Short problem: Please copy each of the following items exactly as it appears.

_ _ _ _ _ _ _

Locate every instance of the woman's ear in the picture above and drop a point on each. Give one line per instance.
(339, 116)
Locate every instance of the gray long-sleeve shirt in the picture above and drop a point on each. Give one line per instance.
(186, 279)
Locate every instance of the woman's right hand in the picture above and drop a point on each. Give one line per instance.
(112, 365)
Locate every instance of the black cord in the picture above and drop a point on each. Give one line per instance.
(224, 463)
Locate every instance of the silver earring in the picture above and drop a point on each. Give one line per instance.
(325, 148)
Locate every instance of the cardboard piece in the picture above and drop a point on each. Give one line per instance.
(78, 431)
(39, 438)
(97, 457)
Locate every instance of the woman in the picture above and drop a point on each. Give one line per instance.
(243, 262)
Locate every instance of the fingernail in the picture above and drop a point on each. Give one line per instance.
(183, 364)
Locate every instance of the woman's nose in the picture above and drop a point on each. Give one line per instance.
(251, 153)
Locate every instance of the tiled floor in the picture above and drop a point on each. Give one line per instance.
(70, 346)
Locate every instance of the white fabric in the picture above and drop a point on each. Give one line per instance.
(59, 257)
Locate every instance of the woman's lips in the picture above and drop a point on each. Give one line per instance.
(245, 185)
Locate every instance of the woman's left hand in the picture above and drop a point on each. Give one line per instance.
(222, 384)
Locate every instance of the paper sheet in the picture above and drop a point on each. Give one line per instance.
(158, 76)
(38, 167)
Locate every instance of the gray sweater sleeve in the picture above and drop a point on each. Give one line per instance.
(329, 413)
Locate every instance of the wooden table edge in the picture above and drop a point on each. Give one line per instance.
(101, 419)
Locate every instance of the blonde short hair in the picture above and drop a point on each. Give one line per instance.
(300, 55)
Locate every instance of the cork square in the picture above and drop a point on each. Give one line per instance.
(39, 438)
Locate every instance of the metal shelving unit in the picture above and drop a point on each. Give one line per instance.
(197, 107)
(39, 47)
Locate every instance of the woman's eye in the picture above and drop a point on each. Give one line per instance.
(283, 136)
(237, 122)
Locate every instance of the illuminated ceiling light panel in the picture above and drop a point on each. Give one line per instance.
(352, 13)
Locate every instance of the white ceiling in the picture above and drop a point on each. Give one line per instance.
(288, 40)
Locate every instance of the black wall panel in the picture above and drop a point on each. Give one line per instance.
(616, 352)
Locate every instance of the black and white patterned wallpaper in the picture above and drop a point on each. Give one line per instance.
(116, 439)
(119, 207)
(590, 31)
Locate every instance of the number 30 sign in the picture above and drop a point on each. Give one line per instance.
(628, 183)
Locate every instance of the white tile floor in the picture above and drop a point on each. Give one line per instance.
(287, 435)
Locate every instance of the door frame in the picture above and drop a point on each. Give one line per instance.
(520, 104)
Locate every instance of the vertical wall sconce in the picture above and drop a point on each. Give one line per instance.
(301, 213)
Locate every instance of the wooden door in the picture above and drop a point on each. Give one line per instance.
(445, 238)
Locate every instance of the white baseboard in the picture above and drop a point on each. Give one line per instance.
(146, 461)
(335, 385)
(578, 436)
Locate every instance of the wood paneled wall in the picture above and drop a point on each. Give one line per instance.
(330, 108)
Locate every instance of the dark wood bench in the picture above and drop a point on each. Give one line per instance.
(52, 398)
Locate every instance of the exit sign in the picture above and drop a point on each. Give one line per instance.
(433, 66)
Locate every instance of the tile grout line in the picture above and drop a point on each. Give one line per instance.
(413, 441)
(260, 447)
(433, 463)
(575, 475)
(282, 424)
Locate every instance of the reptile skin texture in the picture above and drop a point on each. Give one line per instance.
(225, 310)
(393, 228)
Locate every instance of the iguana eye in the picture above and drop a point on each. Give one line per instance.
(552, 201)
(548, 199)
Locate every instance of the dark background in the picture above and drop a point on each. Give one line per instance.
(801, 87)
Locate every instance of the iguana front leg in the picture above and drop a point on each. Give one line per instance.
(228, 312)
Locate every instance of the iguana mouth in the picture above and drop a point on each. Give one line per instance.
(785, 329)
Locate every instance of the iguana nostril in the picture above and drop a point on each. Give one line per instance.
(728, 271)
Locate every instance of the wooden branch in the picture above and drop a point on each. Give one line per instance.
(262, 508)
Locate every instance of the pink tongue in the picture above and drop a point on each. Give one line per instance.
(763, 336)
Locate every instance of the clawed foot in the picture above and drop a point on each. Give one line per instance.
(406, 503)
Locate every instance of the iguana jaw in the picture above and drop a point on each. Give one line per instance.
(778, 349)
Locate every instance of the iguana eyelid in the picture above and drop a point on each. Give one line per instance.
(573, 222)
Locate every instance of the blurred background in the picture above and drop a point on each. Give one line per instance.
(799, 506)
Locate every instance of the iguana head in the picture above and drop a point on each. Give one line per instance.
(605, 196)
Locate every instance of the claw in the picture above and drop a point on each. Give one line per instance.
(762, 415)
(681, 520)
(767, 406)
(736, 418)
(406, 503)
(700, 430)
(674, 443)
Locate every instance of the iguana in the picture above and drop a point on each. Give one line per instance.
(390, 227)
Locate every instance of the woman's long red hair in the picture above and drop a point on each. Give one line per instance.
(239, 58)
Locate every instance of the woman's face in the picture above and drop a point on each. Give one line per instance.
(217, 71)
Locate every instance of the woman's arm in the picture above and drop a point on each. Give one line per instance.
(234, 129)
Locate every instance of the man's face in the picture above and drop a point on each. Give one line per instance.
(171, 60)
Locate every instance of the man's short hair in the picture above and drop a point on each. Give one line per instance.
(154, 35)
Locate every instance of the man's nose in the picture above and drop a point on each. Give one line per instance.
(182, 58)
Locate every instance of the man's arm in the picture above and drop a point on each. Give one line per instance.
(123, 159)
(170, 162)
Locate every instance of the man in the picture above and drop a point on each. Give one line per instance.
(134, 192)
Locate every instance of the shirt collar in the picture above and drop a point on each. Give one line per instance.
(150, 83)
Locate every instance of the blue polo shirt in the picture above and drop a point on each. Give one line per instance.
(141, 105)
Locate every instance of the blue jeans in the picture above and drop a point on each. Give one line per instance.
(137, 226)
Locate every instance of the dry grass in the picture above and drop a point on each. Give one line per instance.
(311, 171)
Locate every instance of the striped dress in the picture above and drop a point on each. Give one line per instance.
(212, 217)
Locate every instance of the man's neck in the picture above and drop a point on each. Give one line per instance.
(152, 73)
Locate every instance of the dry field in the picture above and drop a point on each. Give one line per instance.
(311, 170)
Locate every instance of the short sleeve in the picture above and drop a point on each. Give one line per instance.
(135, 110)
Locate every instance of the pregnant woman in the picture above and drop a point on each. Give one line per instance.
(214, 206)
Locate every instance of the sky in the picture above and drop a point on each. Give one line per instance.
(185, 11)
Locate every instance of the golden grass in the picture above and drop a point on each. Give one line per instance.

_ _ _ _ _ _ _

Full solution:
Locate every instance of the woman's ear in the picture above and drop a point on each. Give one line per instance.
(339, 116)
Locate every instance of the gray long-sleeve shirt in the picture above and drop a point on each. Give one line per instance.
(186, 279)
Locate every instance of the woman's right hand in the picture above and drop a point on each. Give one line per instance.
(112, 365)
Locate every instance of the black cord in the picture above and drop a point on each. Give one line per instance.
(224, 463)
Locate every instance of the silver earring in the picture above and drop a point on each. Give one line per instance.
(325, 148)
Locate every instance of the cardboard piece in the picture above and drop a point on each. Give one line per instance.
(78, 431)
(39, 438)
(97, 457)
Locate every instance of the woman in the picture above and drop a point on each. Give one line per instance.
(243, 262)
Locate every instance of the fingernail in the picture above and drop a point on each. Give one line per instance.
(183, 364)
Locate every instance of the woman's nose in the picture above and drop a point on each. Give one line per instance.
(251, 153)
Locate every instance of the tiled floor in the picture above and drop a point on each. Give one line per instance.
(70, 346)
Locate every instance of the white fabric in the picture above and drop a point on each. Give one line per instance.
(59, 257)
Locate every instance of the woman's lips in the picture above and drop a point on each. Give one line per instance.
(245, 185)
Locate every instance of the woman's left hand in the picture above and drop a point on each. Give one line per instance.
(222, 384)
Locate every instance of the paper sheet in the picture above and drop a point on each. Give one line per instance.
(158, 76)
(38, 167)
Locate every instance of the gray sweater sleeve in the picture above and drop a point on each. Give one line per instance.
(329, 413)
Locate every instance of the wooden table edge in the picture above and drop a point on each. Give one line per instance.
(101, 419)
Locate every instance of the blonde short hair in the picture above and drop a point on each. Give one line per instance.
(300, 55)
Locate every instance of the cork square in the picture above and drop a point on each. Give one line per instance.
(39, 438)
Locate every instance of the metal shelving unit in the picture above and drop a point on each. Give one line per instance.
(197, 107)
(39, 47)
Locate every instance of the woman's eye in the picture above and drop a point on each. Give one line per instance.
(283, 136)
(237, 122)
Locate every instance of the illuminated ceiling light panel in the picture above and drop a point on each. Give one line per instance.
(352, 13)
Locate every instance of the white ceiling in the picture above and drop a point on each. Give one line per instance.
(288, 40)
Locate every instance of the black wall panel in the picture above and drop a point on each. Give one line per instance.
(616, 352)
Locate every instance of the black and white patterned wallpaper in the picture above and drop a point on each. Give one line per instance.
(116, 439)
(119, 207)
(590, 31)
Locate every instance of the number 30 sign in the picture above and drop a point on each. Give one line per instance.
(628, 183)
Locate every instance of the white tile floor in the picture above and drop a point on each. Give one line per instance.
(287, 435)
Locate every instance of the door frame in the picture above and drop a point on each. Give one line per instance.
(520, 104)
Locate every instance of the vertical wall sconce in the picture above and drop a point on each. Give one line per instance.
(301, 213)
Locate every instance of the wooden door in the picture above and drop a point on each. Give one line per instance.
(445, 238)
Locate every instance of the white baseboard in the picture above and drop a point on each. Give one line per instance.
(146, 461)
(335, 385)
(578, 436)
Locate every instance of the wood paneled wall in the picture above and drop a point on each. Give one line per instance.
(330, 108)
Locate every instance of the dark wood bench in the picture above and drop a point on each. Give one line per instance.
(52, 398)
Locate every instance of the exit sign in the picture above and drop a point on each. Give one line per instance.
(433, 66)
Locate every instance of the tile grout line in the picture above and drop a point on each. Give one line per instance.
(413, 441)
(260, 447)
(433, 463)
(575, 475)
(282, 424)
Locate every instance of the reptile skin texture in the picture above and drop a point on each. Give one line per instance.
(225, 310)
(393, 228)
Locate every instance of the iguana eye in the picture above and drop a point on each. Give one line per instance.
(552, 201)
(548, 199)
Locate every instance of the dark background in the picture above and drop a point on each. Give one line per instance.
(801, 87)
Locate every instance of the iguana front leg in the picture above and drop a point on each. Give one line per instance.
(228, 312)
Locate every instance of the iguana mouth in the picture above and drop a point on each. Give one line per instance.
(785, 329)
Locate every instance of the iguana nostril in the picture above and drop a point on each. Give one line per instance.
(728, 271)
Locate every instance of the wooden branch in the picture above and drop a point on each. Give one line per instance.
(262, 508)
Locate every instance of the pink tongue in the picture above and drop a point on each. Give one line per instance.
(763, 336)
Locate every instance of the clawed foot in the picture above and drop a point on each. Give one line per instance.
(406, 503)
Locate every instance of the iguana jaw in the picture above and drop a point on each. Give one line per instance.
(778, 349)
Locate every instance of the iguana eyelid in the picture above and drop a point on each. Give one line per instance.
(573, 222)
Locate every instance of the blurred background in the picture above and drop a point on each. Give one line per instance.
(799, 506)
Locate every instance of the iguana head in the picture above and drop a point on each. Give one line per instance.
(605, 196)
Locate every instance of the claw in the picture above and drop a point on each. Give one line per instance.
(762, 415)
(681, 520)
(767, 406)
(736, 418)
(406, 503)
(700, 430)
(674, 443)
Locate every instance of the iguana in the picture above and drop a point on each. Give one line per instance.
(390, 227)
Locate every instance of the woman's long red hair in the picture above and drop a point on each. Give one line per instance.
(239, 58)
Locate every instance of the woman's face in the picture above and drop a point on each. Give one line per instance.
(217, 71)
Locate every instance of the woman's arm in the picture above and drop a point on each. Give one line per instance.
(234, 129)
Locate every instance of the man's face in the picture above and drop a point on each. Give one line per instance.
(171, 60)
Locate every instance of the man's short hair in the picture above and drop a point on each. Give one line per instance.
(154, 35)
Locate every instance of the man's nose in the picture above and drop a point on each. Give one line per instance.
(182, 58)
Locate every instance of the man's arm in the picture above and drop a point on each. Give one line per instance.
(123, 159)
(170, 162)
Locate every instance of the man in the picture above and drop a point on each. Give one line per instance.
(134, 192)
Locate every instance of the shirt collar in the picture above and drop a point on each. Give one line per instance.
(150, 83)
Locate every instance of the blue polo shirt in the picture above and drop a point on each. Give one line per instance.
(141, 105)
Locate every instance of the blue jeans in the picture above and drop a point on each. Give one line per instance.
(137, 226)
Locate every instance of the dry grass in the picture above and drop a point on each. Give one line per instance.
(311, 171)
Locate every instance of the striped dress in the picture above and drop a point on each. Give one line per instance.
(212, 217)
Locate every instance of the man's neck in the picture above and drop a point on each. Give one line per instance.
(152, 73)
Locate every instance of the dry field in the picture above and drop a point on each. Give one line per instance.
(311, 170)
Locate every instance of the short sleeve in the picture above and drop a point on each. Give one line per instance.
(135, 110)
Locate every instance of the pregnant woman in the picture above and drop a point on each. Give one line per instance.
(214, 206)
Locate every instance of the sky in the picture above and drop a point on each. Give one line per instance.
(185, 11)
Locate every instance of the golden grass in the picture above and drop a point on each. Give one line per instance.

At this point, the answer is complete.